■ 演習課題:
a. 学徳と人生に関する随想について、次の問いに答えよ。
(i) 偉人の業績の中に刻印されているとされるものは何か。
(ii) 古典的良書の中で磨かれた経験は、何のように輝き出すとされているか。
(iii) 知識と経験が相互に作用して育むものは何か。
b. 学徳と人生に関する随想を、最後の文の後から書き進めよ。

===== 引用本文 =====

「哲学随想」
Japanese Dream Realization



 「学徳を修めながら一なる生命に穿ち入り人生を新創造してゆくことについて」



 学徳というものを修めてゆけば、自ずから人生が整い、運命が整ってゆくものである。人類が永年尊敬してきた偉人の方々の業績の中には、不動の光が刻印されている。この光を丁寧に魂の中に蓄積し続けてゆけば、光が自動的に運命に道をつけてゆくのである。故に、淡々と自らの王道を歩んでゆくことである。学問においても王道を歩み続けてゆけば、運命もまた王道の中に入ってゆくのである。

 様々な人生の途上で経験したことも、王道を歩み続けてゆく限りにおいて、王道の中で独自の花をつけ、独自の実をつけてゆくことになるのである。故に、全ての経験を活かしてゆく道は、全ての経験を、王道の中において洗い流すことでもあるのである。

 古典となっているような良書の中において、自己の経験を投影すべき教訓が彩られていることであろう。このような教訓を真に活かすものが自己の経験であり、自己の経験を通して、偉人が発見した教訓を自らのものとすることが出来るのである。それが、人生を真に開拓することである。

 人生というものは、経験されてそのままであってはならないのである。必ず良書を読み、その中において、経験に道をつけてゆかなければならないのである。真に良書の中において昇華してゆかなければならないのである。その上で、自らの経験を活かして知的生産物を創れるのであるならば、それはさらなる経験的自己創造をなしてゆくことが出来るといえるのである。

 古典的良書の中で磨かれた経験というものは、宝石のように輝き出すのである。そして、独自の人格的光沢を創り出すのである。このように、知識と経験というものは相互に作用し、知恵の結晶を育んでゆくものである。

 どのような経験であっても、それを活かす古典が無限無数にあるものである。人生を再構築してゆく道標は既に存在するのである。そもそも、無限無数の古典的生命と真に出会うためにこそ、我々は、人生という大河を川下りするともいえるのである。活きた経験を、古典的生命の大海の中に解き放つということは、最高の自己実現でもあるのである。この人生があったからこそ分かる古典的生命が無限にあると思えることこそ、新たな人生を経験した意義でもあるといえるのである。

===== データ一覧 =====

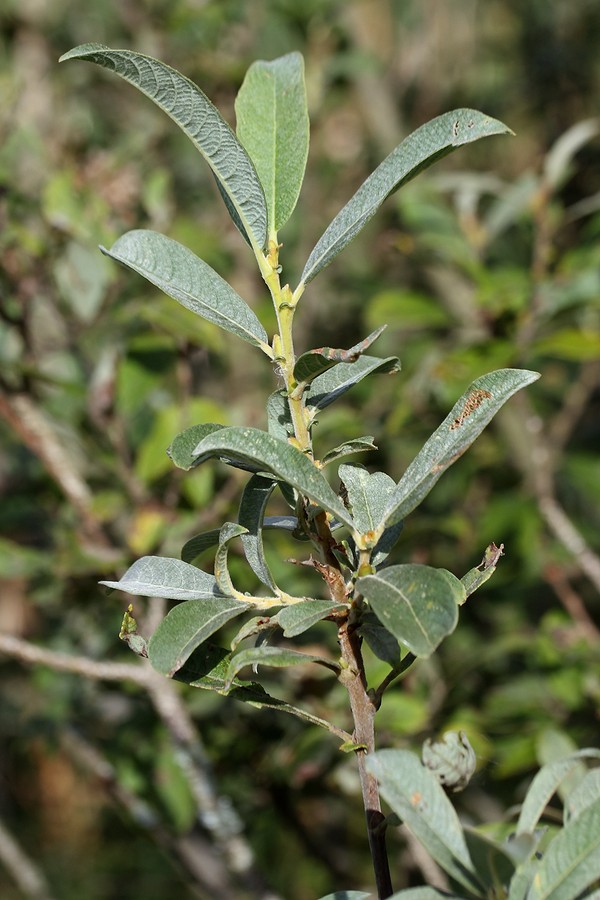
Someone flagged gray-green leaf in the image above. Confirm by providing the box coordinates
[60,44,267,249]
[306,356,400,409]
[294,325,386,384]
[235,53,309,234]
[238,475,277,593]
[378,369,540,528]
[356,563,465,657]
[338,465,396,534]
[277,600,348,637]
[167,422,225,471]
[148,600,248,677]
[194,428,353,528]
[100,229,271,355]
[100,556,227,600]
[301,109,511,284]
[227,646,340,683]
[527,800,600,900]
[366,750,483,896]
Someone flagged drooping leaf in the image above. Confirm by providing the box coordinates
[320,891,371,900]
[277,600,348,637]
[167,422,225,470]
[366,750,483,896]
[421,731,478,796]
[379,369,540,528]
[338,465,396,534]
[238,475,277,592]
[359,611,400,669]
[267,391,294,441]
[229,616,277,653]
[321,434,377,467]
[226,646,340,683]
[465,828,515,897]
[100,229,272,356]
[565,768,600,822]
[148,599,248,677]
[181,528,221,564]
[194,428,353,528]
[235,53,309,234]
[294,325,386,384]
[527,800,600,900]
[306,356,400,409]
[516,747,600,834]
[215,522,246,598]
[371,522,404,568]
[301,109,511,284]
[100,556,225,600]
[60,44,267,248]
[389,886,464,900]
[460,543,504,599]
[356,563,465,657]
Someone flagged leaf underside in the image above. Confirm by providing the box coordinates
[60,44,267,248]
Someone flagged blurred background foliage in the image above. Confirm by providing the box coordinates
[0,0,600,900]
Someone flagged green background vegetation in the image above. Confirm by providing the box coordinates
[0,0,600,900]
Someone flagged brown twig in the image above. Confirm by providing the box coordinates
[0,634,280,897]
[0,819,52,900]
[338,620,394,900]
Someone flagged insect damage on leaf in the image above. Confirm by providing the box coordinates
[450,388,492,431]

=====
===== データ一覧 =====

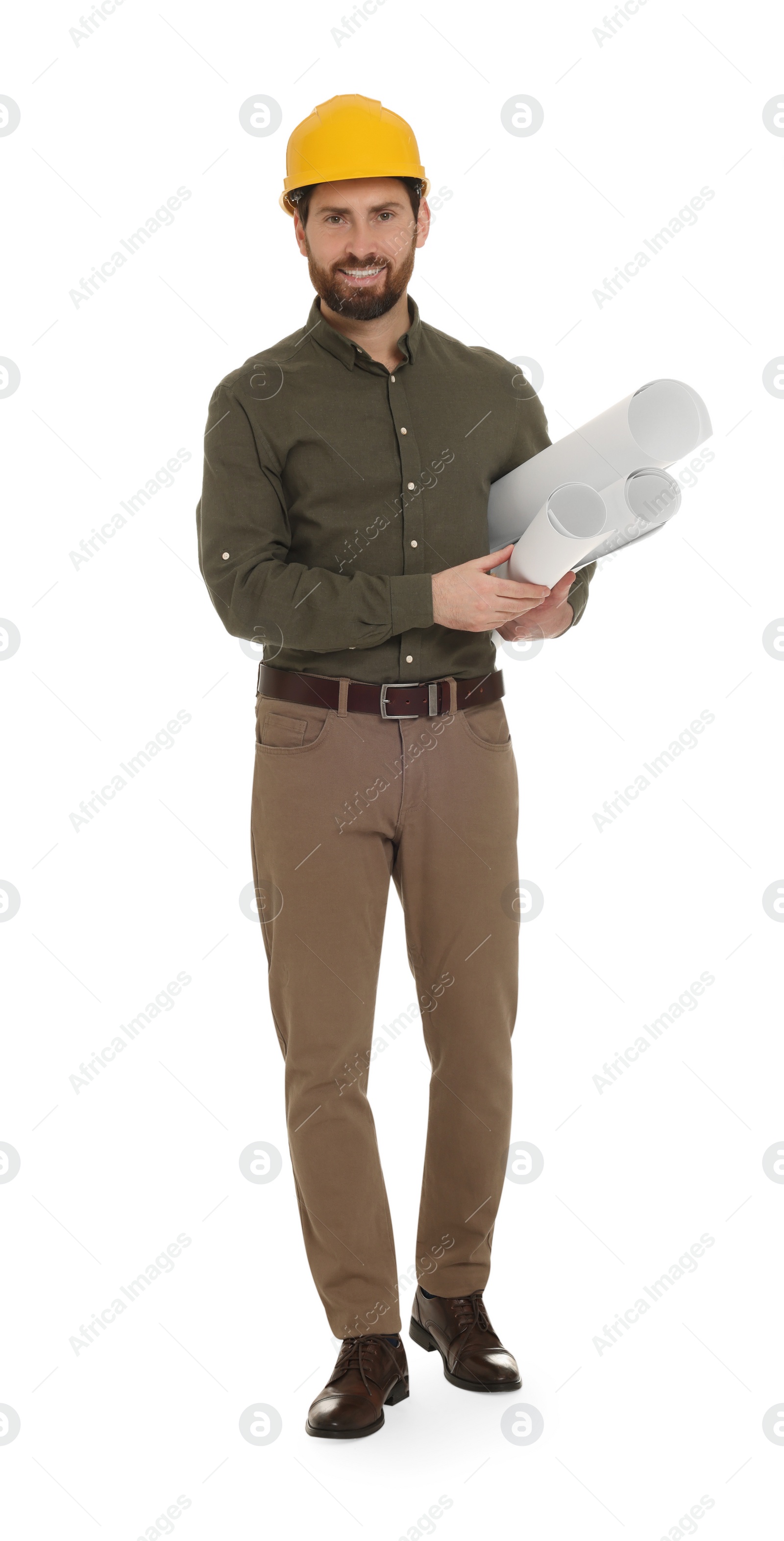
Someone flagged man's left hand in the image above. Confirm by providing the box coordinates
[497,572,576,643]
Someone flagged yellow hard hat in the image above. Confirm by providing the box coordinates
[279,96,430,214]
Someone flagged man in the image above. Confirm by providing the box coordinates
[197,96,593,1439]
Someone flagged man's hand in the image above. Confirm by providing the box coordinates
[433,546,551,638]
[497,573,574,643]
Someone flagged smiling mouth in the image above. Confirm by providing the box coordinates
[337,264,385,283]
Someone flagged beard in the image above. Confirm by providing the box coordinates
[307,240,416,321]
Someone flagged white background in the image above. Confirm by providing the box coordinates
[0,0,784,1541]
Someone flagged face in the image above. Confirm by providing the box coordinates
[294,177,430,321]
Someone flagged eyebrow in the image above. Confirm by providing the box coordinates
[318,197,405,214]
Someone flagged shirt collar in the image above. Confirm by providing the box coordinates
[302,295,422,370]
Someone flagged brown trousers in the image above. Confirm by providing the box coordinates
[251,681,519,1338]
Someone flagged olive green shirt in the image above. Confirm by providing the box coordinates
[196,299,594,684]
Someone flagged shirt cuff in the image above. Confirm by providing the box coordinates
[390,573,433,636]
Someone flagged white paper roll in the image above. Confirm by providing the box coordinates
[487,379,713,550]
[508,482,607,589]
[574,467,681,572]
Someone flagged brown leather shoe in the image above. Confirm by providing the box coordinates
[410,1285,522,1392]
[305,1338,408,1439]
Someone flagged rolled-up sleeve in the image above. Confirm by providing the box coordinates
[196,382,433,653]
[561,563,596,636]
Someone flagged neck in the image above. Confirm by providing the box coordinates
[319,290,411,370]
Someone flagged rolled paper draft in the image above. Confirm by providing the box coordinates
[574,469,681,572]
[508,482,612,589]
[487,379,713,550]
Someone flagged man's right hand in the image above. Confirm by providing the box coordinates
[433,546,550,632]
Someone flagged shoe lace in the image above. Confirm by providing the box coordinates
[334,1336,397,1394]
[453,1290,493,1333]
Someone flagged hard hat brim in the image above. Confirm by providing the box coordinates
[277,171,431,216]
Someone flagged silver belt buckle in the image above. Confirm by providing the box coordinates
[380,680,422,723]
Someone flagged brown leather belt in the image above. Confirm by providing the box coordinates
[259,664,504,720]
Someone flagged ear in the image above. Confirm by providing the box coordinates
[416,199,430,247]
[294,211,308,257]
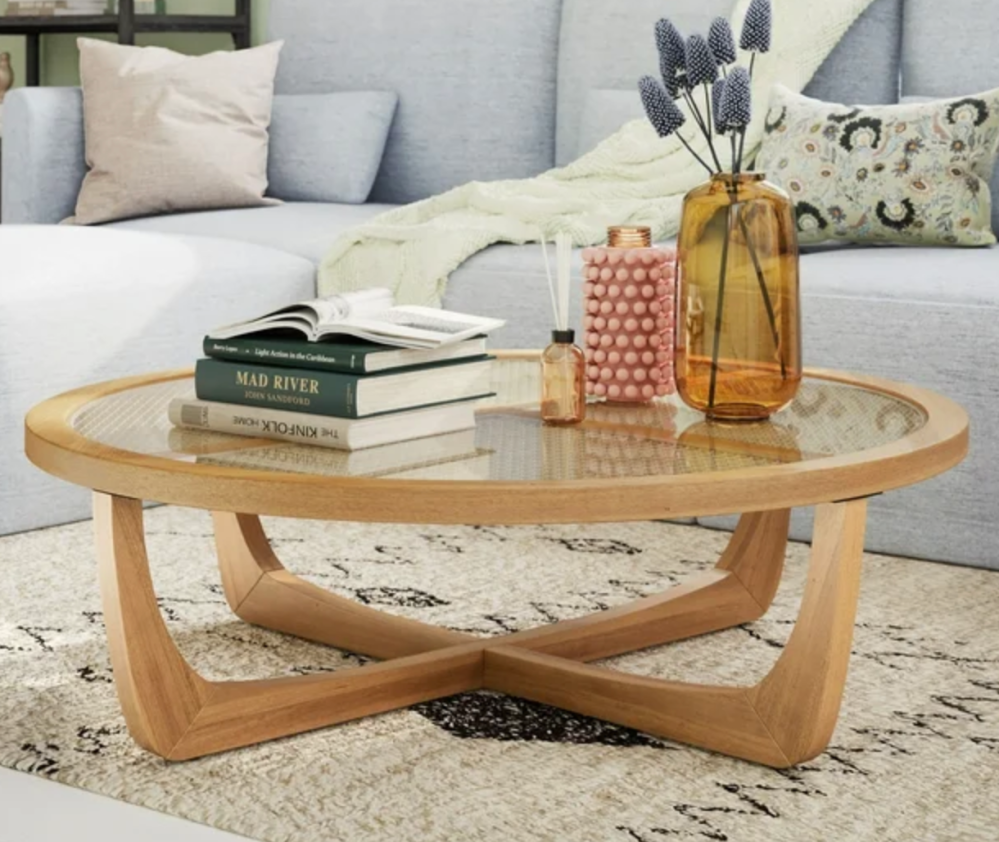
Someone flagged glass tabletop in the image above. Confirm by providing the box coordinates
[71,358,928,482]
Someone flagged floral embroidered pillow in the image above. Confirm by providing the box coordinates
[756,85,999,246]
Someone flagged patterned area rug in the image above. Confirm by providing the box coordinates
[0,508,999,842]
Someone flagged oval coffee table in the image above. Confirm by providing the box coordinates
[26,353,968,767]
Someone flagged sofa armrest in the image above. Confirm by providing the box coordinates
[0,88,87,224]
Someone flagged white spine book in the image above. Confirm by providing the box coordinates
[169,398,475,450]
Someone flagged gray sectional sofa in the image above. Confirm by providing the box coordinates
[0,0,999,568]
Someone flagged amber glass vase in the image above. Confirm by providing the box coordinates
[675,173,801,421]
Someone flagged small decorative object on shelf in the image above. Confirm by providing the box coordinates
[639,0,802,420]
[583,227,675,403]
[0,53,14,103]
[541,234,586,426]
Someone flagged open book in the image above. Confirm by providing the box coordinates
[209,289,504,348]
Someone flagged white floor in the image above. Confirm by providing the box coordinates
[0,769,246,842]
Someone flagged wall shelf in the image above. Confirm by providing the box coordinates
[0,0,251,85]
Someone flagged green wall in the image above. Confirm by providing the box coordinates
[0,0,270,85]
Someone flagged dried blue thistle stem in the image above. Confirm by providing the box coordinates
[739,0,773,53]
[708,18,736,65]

=====
===== データ一覧 =====

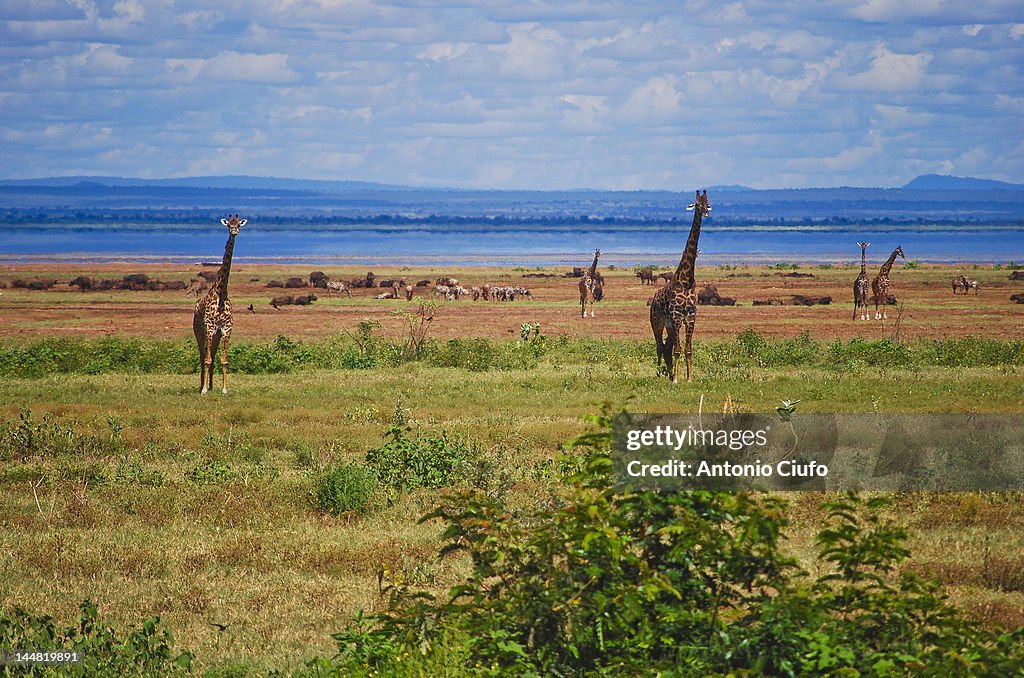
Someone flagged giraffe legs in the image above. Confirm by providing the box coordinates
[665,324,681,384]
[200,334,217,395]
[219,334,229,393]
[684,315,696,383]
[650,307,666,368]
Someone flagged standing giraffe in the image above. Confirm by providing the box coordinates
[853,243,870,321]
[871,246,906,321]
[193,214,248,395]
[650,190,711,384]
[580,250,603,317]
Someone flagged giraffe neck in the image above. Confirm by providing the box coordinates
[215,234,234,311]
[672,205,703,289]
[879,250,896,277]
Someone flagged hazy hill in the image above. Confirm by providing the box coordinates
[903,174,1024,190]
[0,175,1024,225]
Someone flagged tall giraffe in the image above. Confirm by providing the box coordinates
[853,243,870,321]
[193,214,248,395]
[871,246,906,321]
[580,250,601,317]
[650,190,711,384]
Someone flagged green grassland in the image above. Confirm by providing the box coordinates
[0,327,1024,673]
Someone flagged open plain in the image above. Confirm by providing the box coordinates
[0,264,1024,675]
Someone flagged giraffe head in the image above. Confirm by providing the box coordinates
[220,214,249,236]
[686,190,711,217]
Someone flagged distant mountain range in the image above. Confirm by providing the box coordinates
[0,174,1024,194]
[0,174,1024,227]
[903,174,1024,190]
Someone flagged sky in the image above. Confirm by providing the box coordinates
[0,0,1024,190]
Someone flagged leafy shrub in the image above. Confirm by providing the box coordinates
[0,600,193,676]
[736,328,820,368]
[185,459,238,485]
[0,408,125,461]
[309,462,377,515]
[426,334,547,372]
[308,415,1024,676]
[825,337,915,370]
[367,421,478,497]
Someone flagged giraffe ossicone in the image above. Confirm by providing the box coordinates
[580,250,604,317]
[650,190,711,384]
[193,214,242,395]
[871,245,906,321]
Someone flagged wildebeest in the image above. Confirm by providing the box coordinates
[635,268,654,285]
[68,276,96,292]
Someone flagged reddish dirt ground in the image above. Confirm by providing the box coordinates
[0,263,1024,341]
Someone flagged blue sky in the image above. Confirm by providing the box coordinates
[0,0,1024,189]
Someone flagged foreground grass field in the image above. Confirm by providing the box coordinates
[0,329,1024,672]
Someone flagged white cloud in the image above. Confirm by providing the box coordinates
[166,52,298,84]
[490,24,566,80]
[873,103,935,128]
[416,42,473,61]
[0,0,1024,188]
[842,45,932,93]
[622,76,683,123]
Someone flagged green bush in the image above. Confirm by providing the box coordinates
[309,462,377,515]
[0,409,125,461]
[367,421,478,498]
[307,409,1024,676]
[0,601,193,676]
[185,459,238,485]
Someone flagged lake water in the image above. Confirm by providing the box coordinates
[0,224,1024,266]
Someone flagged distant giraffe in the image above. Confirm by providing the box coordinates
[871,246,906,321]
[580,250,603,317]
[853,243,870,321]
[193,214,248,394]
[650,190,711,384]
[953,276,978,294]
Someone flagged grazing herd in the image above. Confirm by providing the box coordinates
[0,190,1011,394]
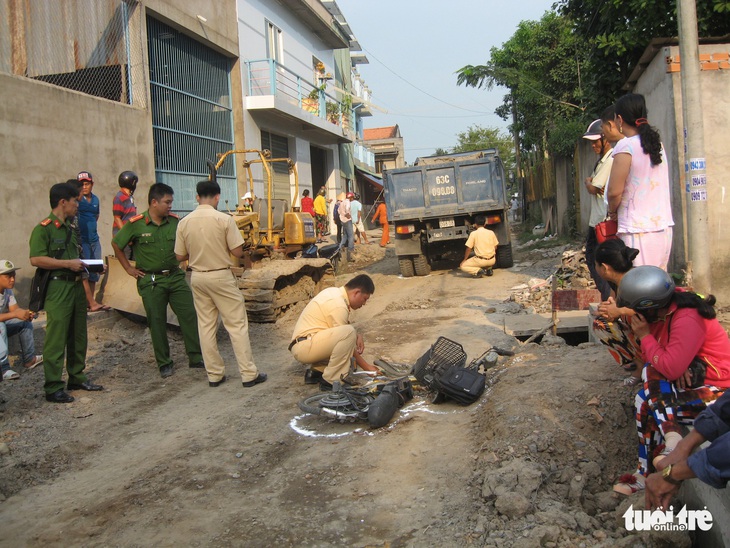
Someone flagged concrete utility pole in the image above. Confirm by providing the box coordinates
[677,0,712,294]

=====

■ 課題別解答:
a.
(i) 不動の光
(ii) 宝石のように輝き出す
(iii) 知恵の結晶

b.
 古典的生命は、すなわち、偉人の生命というものは、多くの場合、決して平坦なものではないのである。様々な悲しみも苦しみも悩みも経た上で、その経験を古典の中に昇華しえているといえるのである。故に、古典的作品とその方の人生とは、切っても切れないものであるといえる。人生の中において経験した真理が、古典的作品の中には必ず表明されているといえるのである。

 その意味において、たとえ抽象的な哲学書であろうとも、その中には、その哲学者の全人生の知恵の結晶のようなものが凝縮されていると考えてもよいのである。哲学者であるからこそ、具体的な現実を、抽象的な真理にまで昇華することに成功しているのであって、抽象的な真理として顕れているものは、具体的人生の結実そのものであるといえるのである。

 故に、古典的作品を通して、我々は、実人生を学んでいるのである。哲学書であっても、その行間の中に、実人生のいかなるかを読み込んでゆかなくてはならないのである。伝記などには、実人生の表面だけが描かれていることが多いといえるが、実作品の中には、人生の内面的真実がより迫真的に描かれているともいえるのである。故に、文学書は当然のこと、宗教書も当然のこと、哲学書であってさえ、実人生の告白そのものであるといえるのである。

 人間は、実人生以上の作品を創造することは出来ないのである。必ず実人生に見合った知的創造物が出来上がるのである。その知的創造物を観れば、その方の実人生がいかなるものであったかということが如実に分かるのである。

 故に、我々は、結局のところ、哲学書から実人生そのものを学ぶのである。その方にとってより内面的な人生の真実そのものを学ぶのである。その方が人生経験の中で培われてきた光が一体いかなるものであるのかということを学ぶのである。

 知識をいくら積み重ねても、それだけでは真なる知的生産物とはならないのである。その一つ一つに実人生が投影されて、その中から人生の結晶体が生まれた時に、それが積み重なって、知的生産物となるのである。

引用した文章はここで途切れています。